Exercise tasks:
1) Retype the stretch of the speech-streaming text from "except websockets.exceptions.ConnectionClosedError as" through "data = json.loads(result_str)", character for character.
2) In the speech-streaming text, which keyword arguments are passed to the p.open call?

[[ Text passage open ]]

Here’s how the same Spanish phrase appears with and without formatting: Unformatted (format_turns=false, default):
{
  "transcript": "buenos días",
  "turn_is_formatted": false
}
Formatted (format_turns=true):
{
  "transcript": "Buenos días.",
  "turn_is_formatted": true
}
When formatting is enabled, the transcript includes proper capitalization and punctuation.

Quickstart

Firstly, install the required dependencies.
pip install websockets pyaudio
The Python example uses the websockets library. If you’re using websockets version 13.0 or later, use additional_headers parameter. For older versions (< 13.0), use extra_headers instead.
import websockets
import asyncio
import json
from urllib.parse import urlencode

import pyaudio

FRAMES_PER_BUFFER = 3200
FORMAT = pyaudio.paInt16
CHANNELS = 1
RATE = 48000
p = pyaudio.PyAudio()

stream = p.open(
    format=FORMAT,
    channels=CHANNELS,
    rate=RATE,
    input=True,
    frames_per_buffer=FRAMES_PER_BUFFER
)

BASE_URL = "wss://streaming.assemblyai.com/v3/ws"
CONNECTION_PARAMS = {
    "sample_rate": RATE,
    "speech_model": "whisper-rt",
    "language_detection": True,
}
URL = f"{BASE_URL}?{urlencode(CONNECTION_PARAMS)}"

async def send_receive():

    print(f'Connecting websocket to url ${URL}')

    async with websockets.connect(
        URL,
        additional_headers={"Authorization": "YOUR-API-KEY"},
        ping_interval=5,
        ping_timeout=20
    ) as _ws:
        await asyncio.sleep(0.1)
        print("Receiving SessionBegins ...")

        session_begins = await _ws.recv()
        print(session_begins)
        print("Sending messages ...")

        async def send():
            while True:
                try:
                    data = stream.read(FRAMES_PER_BUFFER, exception_on_overflow=False)
                    await _ws.send(data)
                except websockets.exceptions.ConnectionClosedError as e:
                    print(e)
                except Exception as e:
                    print(e)
                await asyncio.sleep(0.01)

        async def receive():
            while True:
                try:
                    result_str = await _ws.recv()
                    data = json.loads(result_str)
                    transcript = data['transcript']
                    utterance = data['utterance']

                    if data['type'] == 'Turn':
                        if not data.get('end_of_turn') and transcript:
                            print(f"[PARTIAL TURN TRANSCRIPT]: {transcript}")

[[ Text passage closed ]]
[[ Given records open ]]

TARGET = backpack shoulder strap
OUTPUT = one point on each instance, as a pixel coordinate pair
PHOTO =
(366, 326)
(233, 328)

[[ Given records closed ]]

Solutions in order:
1)
except websockets.exceptions.ConnectionClosedError as e:
                    print(e)
                except Exception as e:
                    print(e)
                await asyncio.sleep(0.01)

        async def receive():
            while True:
                try:
                    result_str = await _ws.recv()
                    data = json.loads(result_str)

2) format, channels, rate, input, frames_per_buffer